__Exercise instructions__: All the lines below need retyping exactly, apart from the images.

__Data provided__:
- - - -

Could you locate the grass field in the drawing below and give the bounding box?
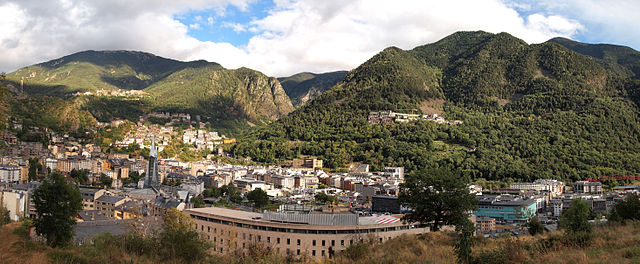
[2,220,640,263]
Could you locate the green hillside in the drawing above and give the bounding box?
[278,71,347,107]
[0,74,10,130]
[146,66,294,121]
[6,50,218,95]
[5,50,294,131]
[233,31,640,181]
[549,37,640,79]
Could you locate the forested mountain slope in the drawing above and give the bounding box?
[549,37,640,79]
[278,71,347,107]
[233,31,640,182]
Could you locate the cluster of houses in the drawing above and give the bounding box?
[182,129,235,151]
[368,111,463,125]
[74,89,148,97]
[114,122,177,152]
[113,120,235,154]
[145,112,192,123]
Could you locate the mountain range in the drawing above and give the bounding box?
[278,71,347,107]
[4,50,296,130]
[232,31,640,181]
[4,31,640,182]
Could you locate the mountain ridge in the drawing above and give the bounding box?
[5,50,294,130]
[232,31,640,182]
[278,71,348,107]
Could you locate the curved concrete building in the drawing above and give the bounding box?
[187,207,431,259]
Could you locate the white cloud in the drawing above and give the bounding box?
[223,22,248,32]
[517,0,640,47]
[240,0,586,75]
[0,0,635,77]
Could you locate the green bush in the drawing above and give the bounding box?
[48,249,89,264]
[527,216,545,236]
[343,242,370,261]
[122,232,157,257]
[12,218,32,239]
[623,247,640,259]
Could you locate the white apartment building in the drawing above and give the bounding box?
[510,179,565,196]
[0,164,21,183]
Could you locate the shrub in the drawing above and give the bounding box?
[122,232,157,257]
[609,194,640,222]
[13,218,33,239]
[343,241,370,261]
[559,199,592,234]
[623,247,640,259]
[48,249,89,264]
[527,216,545,236]
[158,227,211,262]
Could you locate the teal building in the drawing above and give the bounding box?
[473,195,537,222]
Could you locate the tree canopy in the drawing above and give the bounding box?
[609,193,640,222]
[559,199,592,234]
[399,167,477,231]
[32,173,83,247]
[247,188,269,208]
[315,192,338,205]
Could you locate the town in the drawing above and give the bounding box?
[1,118,639,260]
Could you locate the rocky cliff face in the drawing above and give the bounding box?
[146,66,294,123]
[224,68,294,121]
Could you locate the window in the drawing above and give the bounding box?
[277,238,280,244]
[297,239,301,245]
[267,237,271,243]
[207,226,210,232]
[243,233,246,239]
[350,240,353,245]
[243,243,245,248]
[258,235,261,242]
[341,240,344,246]
[287,238,290,245]
[331,240,335,246]
[380,237,383,242]
[322,250,325,256]
[313,240,316,246]
[322,240,325,246]
[312,250,316,256]
[214,237,217,242]
[297,249,300,255]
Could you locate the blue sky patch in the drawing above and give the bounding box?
[175,1,275,46]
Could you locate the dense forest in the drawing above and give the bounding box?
[232,31,640,182]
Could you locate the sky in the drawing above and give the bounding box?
[0,0,639,77]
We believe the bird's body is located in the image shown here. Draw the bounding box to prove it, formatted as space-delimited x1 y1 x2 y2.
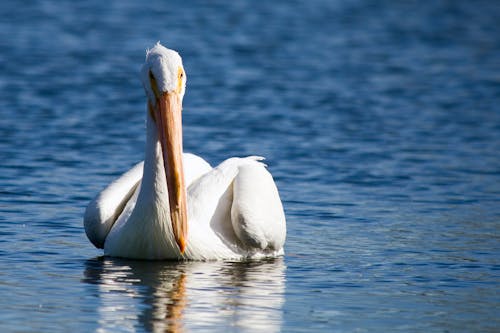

- - - -

__Exercise result__:
Could you locate the grass field in the drawing below and give the bounding box?
[2,220,640,263]
Could you locate the green hillside in the drawing above and give the bounding box?
[278,71,347,107]
[0,74,10,130]
[146,66,294,121]
[6,50,218,95]
[5,50,294,131]
[233,31,640,181]
[549,37,640,79]
Could you locate the forested mountain slope in the drawing above and give the bounding box?
[549,37,640,79]
[278,71,347,107]
[233,31,640,182]
Could you locate the cluster of houses in the drawing above and give the bounding box?
[182,129,235,151]
[368,111,463,125]
[74,89,148,97]
[114,122,177,152]
[113,120,235,154]
[145,112,192,123]
Could you locate the mountain range in the drawing above and give the bounding box?
[278,71,347,107]
[4,50,296,130]
[232,31,640,181]
[4,31,640,182]
Could you locate the mountain ridge in the drawing above and give the bounding box?
[5,50,294,130]
[232,31,640,182]
[278,71,348,107]
Could you locate the curved concrete building in the drawing above and give the bounding box?
[187,207,431,259]
Could you locate the white cloud in the drawing above and give the bounding box?
[223,22,248,32]
[517,0,640,47]
[240,0,586,75]
[0,0,635,77]
Could you locate the green bush in the drawing above and give the bounding box?
[48,249,89,264]
[527,216,545,236]
[343,242,370,261]
[122,232,157,257]
[12,218,32,239]
[623,247,640,259]
Could you locate the white apartment building in the drawing above and give the bounding box?
[510,179,565,196]
[0,164,21,183]
Could you locate the shrub in the drawing above and give the bounding box?
[122,232,157,257]
[609,194,640,222]
[13,218,33,239]
[343,241,370,261]
[559,199,592,234]
[623,247,640,259]
[48,249,89,264]
[527,216,545,236]
[158,227,211,262]
Could you locate the teal building in the drawing above and give the bounding box?
[473,195,537,222]
Could you locate the tree canopy in the drawing above and give the bounding box?
[609,193,640,222]
[559,199,592,234]
[399,167,477,231]
[32,173,83,247]
[247,188,269,208]
[315,192,338,205]
Could you locate the town in the drawing above and give the bounding box?
[1,118,639,260]
Could you locate the rocky cliff face in the drawing above and give the bounding box?
[146,66,294,123]
[224,68,294,121]
Could you locate the window in the drawing above and give the bounding box?
[277,238,280,244]
[297,239,301,245]
[267,237,271,243]
[207,226,210,232]
[243,233,246,239]
[350,240,353,245]
[243,243,245,248]
[258,235,261,242]
[341,240,344,246]
[287,238,290,245]
[331,240,335,246]
[380,237,383,242]
[322,250,325,256]
[313,240,316,246]
[322,240,325,246]
[312,250,316,256]
[214,237,217,242]
[297,249,300,255]
Could you locate the blue sky patch in the drawing above and give the bounding box?
[175,1,275,46]
Could you locate the dense forest in the drawing above and give the bounding box?
[232,31,640,182]
Could you locate the sky in the drawing above and give the bounding box?
[0,0,639,77]
We believe the bird's body is located in the image shown here. Draw the bounding box to prove it, formatted as space-delimited x1 y1 x2 y2.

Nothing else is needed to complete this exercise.